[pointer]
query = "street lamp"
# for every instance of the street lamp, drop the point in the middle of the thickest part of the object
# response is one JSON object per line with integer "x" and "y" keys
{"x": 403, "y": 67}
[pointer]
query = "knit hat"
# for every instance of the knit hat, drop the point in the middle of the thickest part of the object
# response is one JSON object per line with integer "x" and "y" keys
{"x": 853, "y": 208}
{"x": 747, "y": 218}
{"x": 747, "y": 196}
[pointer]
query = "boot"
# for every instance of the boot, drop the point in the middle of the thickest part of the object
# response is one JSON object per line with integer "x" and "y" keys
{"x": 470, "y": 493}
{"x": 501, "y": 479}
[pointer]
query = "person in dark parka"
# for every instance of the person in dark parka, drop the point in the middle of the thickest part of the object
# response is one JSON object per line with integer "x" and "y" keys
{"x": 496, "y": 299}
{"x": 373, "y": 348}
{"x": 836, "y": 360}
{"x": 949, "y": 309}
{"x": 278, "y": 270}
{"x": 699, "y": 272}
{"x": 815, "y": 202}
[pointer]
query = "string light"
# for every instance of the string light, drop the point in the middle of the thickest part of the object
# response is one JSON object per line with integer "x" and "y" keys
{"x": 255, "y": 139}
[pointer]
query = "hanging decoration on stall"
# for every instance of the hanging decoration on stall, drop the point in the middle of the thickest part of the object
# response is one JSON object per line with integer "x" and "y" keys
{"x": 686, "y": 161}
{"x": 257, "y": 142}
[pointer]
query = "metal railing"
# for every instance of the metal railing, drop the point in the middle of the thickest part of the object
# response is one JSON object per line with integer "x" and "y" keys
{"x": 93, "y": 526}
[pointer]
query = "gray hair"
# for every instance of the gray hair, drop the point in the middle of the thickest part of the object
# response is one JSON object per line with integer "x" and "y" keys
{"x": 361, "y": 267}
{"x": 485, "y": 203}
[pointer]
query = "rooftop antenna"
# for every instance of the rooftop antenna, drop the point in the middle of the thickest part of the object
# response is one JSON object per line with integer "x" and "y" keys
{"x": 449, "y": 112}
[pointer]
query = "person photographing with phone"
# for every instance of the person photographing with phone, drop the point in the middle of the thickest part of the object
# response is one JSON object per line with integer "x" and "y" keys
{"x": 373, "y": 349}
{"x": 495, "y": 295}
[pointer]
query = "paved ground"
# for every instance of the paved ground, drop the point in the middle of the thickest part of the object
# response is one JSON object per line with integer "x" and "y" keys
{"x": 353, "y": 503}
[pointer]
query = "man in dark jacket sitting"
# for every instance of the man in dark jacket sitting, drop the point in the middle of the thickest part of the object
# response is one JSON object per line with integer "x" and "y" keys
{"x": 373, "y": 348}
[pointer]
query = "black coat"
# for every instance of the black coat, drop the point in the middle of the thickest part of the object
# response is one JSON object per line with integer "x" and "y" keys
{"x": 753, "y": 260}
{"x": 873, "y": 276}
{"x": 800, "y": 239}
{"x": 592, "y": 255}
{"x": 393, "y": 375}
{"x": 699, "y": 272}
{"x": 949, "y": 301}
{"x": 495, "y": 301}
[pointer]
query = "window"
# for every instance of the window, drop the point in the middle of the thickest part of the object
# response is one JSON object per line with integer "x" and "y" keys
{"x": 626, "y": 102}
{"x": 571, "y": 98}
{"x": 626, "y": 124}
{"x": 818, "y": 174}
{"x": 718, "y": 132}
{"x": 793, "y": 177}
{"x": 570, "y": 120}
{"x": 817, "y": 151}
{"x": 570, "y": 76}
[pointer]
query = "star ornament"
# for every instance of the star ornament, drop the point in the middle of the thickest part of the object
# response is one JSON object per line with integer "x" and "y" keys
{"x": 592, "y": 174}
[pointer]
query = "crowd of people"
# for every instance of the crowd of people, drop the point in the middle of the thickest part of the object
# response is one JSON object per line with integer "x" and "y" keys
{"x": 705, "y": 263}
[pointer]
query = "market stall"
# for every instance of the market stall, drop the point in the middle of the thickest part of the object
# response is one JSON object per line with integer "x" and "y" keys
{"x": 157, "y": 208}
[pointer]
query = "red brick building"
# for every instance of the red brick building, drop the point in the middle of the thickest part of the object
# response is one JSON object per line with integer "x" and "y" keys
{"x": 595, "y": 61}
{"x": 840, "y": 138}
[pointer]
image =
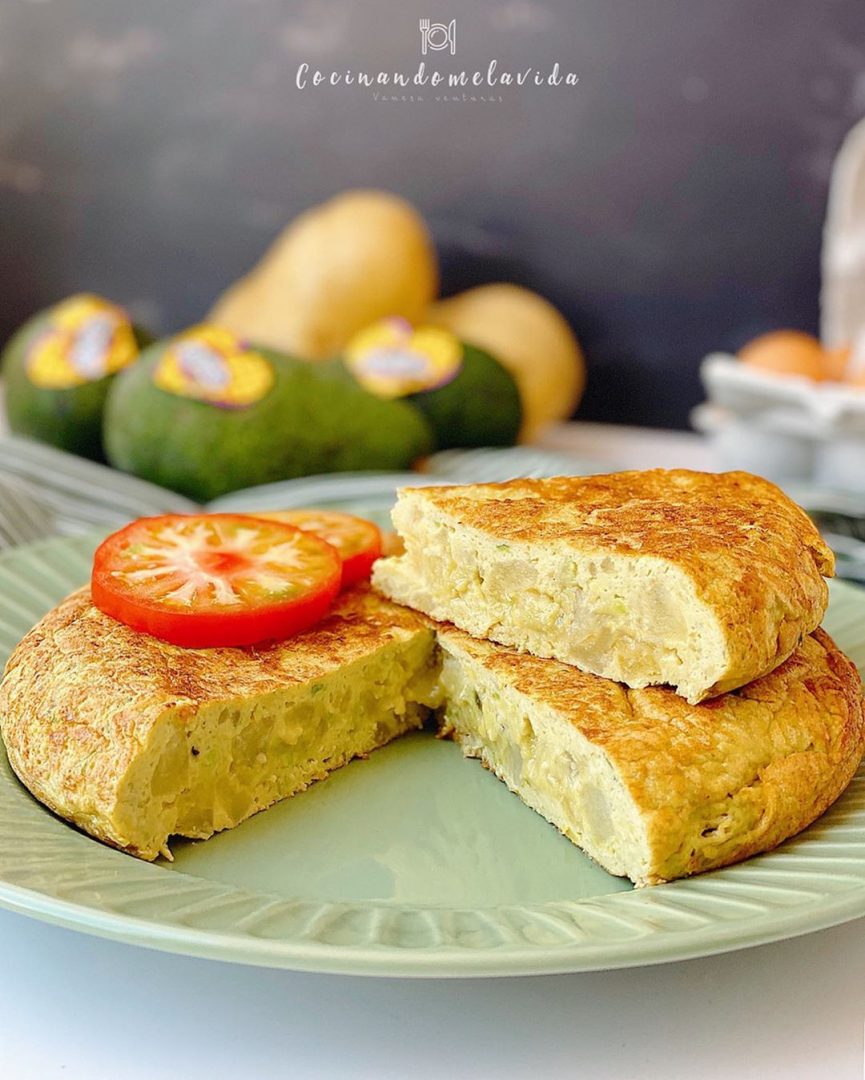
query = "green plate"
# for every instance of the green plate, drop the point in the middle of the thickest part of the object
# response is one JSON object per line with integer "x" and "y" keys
{"x": 414, "y": 862}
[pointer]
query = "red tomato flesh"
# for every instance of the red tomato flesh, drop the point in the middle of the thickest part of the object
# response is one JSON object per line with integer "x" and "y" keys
{"x": 208, "y": 580}
{"x": 357, "y": 541}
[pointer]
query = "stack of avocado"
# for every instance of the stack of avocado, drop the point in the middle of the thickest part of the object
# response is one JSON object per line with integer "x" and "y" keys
{"x": 332, "y": 354}
{"x": 204, "y": 414}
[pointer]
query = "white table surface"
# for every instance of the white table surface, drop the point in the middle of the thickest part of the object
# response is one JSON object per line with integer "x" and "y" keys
{"x": 79, "y": 1008}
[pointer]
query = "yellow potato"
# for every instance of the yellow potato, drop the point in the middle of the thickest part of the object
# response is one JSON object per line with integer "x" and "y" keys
{"x": 338, "y": 267}
{"x": 529, "y": 337}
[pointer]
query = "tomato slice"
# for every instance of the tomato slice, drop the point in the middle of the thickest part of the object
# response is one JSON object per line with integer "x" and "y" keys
{"x": 357, "y": 541}
{"x": 205, "y": 580}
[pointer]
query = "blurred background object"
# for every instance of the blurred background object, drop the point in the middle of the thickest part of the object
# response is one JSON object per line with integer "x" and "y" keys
{"x": 670, "y": 204}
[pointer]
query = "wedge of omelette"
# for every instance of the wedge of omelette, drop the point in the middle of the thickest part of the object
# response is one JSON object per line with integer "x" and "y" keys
{"x": 699, "y": 581}
{"x": 652, "y": 787}
{"x": 135, "y": 740}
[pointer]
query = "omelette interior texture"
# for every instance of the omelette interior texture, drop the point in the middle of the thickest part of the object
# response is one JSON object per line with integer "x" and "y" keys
{"x": 699, "y": 581}
{"x": 652, "y": 787}
{"x": 135, "y": 740}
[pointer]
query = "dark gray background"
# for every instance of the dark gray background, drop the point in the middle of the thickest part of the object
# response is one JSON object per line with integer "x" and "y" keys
{"x": 672, "y": 203}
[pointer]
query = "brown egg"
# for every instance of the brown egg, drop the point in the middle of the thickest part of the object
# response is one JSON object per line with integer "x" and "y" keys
{"x": 836, "y": 362}
{"x": 786, "y": 352}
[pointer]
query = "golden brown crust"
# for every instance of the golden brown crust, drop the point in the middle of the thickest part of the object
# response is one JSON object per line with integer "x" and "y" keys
{"x": 82, "y": 692}
{"x": 754, "y": 557}
{"x": 720, "y": 781}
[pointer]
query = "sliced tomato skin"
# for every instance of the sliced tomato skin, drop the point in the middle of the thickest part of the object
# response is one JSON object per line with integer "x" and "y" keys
{"x": 359, "y": 567}
{"x": 356, "y": 566}
{"x": 207, "y": 630}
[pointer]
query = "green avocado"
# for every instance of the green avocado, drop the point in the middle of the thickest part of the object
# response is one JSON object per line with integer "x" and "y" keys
{"x": 480, "y": 407}
{"x": 69, "y": 418}
{"x": 310, "y": 421}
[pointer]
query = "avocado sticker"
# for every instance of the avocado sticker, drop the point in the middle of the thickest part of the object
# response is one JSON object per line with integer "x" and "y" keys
{"x": 391, "y": 359}
{"x": 211, "y": 364}
{"x": 86, "y": 338}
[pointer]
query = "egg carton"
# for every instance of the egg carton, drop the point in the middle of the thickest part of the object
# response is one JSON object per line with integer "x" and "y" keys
{"x": 786, "y": 428}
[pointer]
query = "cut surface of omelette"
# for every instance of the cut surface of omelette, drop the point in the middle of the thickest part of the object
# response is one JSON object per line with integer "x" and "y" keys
{"x": 694, "y": 580}
{"x": 135, "y": 740}
{"x": 651, "y": 787}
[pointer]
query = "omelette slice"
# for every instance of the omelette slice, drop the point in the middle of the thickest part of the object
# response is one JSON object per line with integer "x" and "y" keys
{"x": 695, "y": 580}
{"x": 135, "y": 740}
{"x": 651, "y": 787}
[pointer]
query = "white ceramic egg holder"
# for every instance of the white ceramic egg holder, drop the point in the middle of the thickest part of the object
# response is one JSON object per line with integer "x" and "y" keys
{"x": 785, "y": 428}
———
● SET TASK: Please filter the records above and copy every line that contains the word "star".

● RESPONSE TO THIS TASK:
query = "star ornament"
# for every instance of the star ornament, drop the point in the middle of the thickest part of the object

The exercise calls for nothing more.